> **Directions**
Retype every one of the rows below word for word, leaving out the pictures.

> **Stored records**
╭──

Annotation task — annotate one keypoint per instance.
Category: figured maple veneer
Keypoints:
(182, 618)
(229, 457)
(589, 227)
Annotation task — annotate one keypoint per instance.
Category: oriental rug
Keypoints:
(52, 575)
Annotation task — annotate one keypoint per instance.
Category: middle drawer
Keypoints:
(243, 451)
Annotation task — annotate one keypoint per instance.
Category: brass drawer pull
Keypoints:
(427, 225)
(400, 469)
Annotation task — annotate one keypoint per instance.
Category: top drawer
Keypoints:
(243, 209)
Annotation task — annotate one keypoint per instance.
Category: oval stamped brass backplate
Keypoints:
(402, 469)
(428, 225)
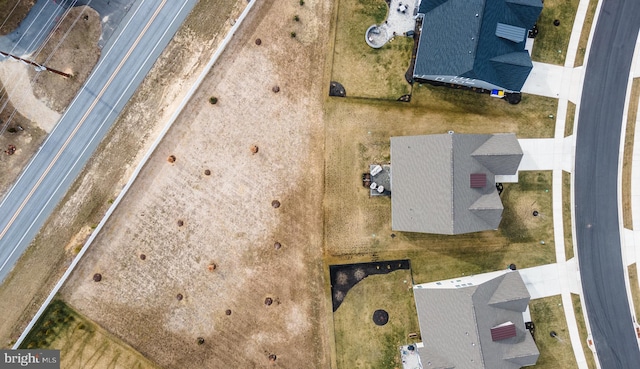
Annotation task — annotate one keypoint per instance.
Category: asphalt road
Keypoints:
(127, 57)
(596, 184)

╰──

> **Worked answer**
Annotation task — annotate one keypoint per instance.
Category: figured maple veneer
Keypoints:
(182, 618)
(229, 457)
(589, 227)
Annotation task — annotate one keypoint per instance.
Category: oriental rug
Keypoints:
(52, 575)
Annotation task — annotate one keypoint per instance.
Category: middle drawer
Keypoints:
(243, 451)
Annotation task — annotate one keypoint per instance.
Category: brass drawer pull
Keypoints:
(427, 225)
(400, 469)
Annotation task — annotate one keypoint per instance.
Category: top drawer
Keypoints:
(243, 209)
Annotation task — annotate one keypoint per instance.
Category: oval stamped brass backplate
Keypoints:
(402, 469)
(428, 225)
Annotation task — annotate one keypoint per instance.
Category: asphalt road
Keypoints:
(127, 57)
(596, 184)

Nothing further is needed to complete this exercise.